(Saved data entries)
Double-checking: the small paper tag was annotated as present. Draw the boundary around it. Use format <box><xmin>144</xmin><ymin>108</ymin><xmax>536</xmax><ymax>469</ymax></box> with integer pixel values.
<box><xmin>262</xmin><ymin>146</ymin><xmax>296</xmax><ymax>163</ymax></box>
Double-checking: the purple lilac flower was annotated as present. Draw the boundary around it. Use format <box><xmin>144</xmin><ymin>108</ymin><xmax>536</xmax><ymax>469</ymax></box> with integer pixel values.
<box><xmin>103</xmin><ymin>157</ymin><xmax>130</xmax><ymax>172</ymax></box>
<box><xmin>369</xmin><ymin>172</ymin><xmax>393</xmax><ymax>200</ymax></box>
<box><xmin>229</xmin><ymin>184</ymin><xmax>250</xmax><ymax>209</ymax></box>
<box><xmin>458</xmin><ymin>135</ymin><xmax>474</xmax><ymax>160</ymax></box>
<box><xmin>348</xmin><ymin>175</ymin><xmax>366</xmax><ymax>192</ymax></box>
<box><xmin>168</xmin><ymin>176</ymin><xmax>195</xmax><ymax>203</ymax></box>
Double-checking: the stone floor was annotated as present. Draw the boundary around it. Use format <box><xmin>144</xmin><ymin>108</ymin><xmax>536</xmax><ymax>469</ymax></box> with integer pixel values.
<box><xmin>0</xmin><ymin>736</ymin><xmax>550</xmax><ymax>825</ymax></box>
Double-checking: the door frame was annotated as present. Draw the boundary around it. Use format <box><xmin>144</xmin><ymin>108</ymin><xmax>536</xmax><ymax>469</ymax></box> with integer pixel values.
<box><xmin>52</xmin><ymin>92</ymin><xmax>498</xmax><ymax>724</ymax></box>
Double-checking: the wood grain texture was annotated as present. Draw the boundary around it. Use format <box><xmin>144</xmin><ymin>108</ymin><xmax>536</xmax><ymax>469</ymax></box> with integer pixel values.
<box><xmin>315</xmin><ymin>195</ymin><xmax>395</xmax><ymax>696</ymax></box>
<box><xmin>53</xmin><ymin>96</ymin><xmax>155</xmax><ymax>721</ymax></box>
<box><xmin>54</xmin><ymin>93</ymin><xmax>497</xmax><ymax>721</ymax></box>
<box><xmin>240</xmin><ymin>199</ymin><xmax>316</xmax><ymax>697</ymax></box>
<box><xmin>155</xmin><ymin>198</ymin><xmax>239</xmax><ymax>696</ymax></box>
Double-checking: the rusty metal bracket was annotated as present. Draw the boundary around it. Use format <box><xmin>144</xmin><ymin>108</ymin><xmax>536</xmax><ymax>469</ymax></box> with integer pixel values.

● Instruction: Pull out every line of the records above that contains the string "Draw" and copy each one in full. Count only matches with the same capitalization.

● Task output:
Double-checking: the small paper tag was annotated as present. Draw the boundary around it. Use format <box><xmin>144</xmin><ymin>108</ymin><xmax>536</xmax><ymax>469</ymax></box> with integer pixel values.
Double-checking: the purple lilac flower was annotated as present. Draw the boundary around it. Use format <box><xmin>144</xmin><ymin>108</ymin><xmax>536</xmax><ymax>469</ymax></box> with integer pixel values.
Double-checking: the stone floor was annotated as present. Draw the boundary around it. Use format <box><xmin>144</xmin><ymin>108</ymin><xmax>536</xmax><ymax>469</ymax></box> with integer pixel values.
Double-checking: the door frame was annotated as present. Draw the boundary around it. Use format <box><xmin>144</xmin><ymin>108</ymin><xmax>536</xmax><ymax>469</ymax></box> with integer pixel values.
Double-checking: the wood grain texture was annotated as present. Draw the boundary around it. Use format <box><xmin>144</xmin><ymin>108</ymin><xmax>536</xmax><ymax>469</ymax></box> with integer pixel values.
Double-checking: the rusty metal bracket was annotated as present. Draw the boundary around it. Use format <box><xmin>144</xmin><ymin>108</ymin><xmax>536</xmax><ymax>469</ymax></box> with integer pixel values.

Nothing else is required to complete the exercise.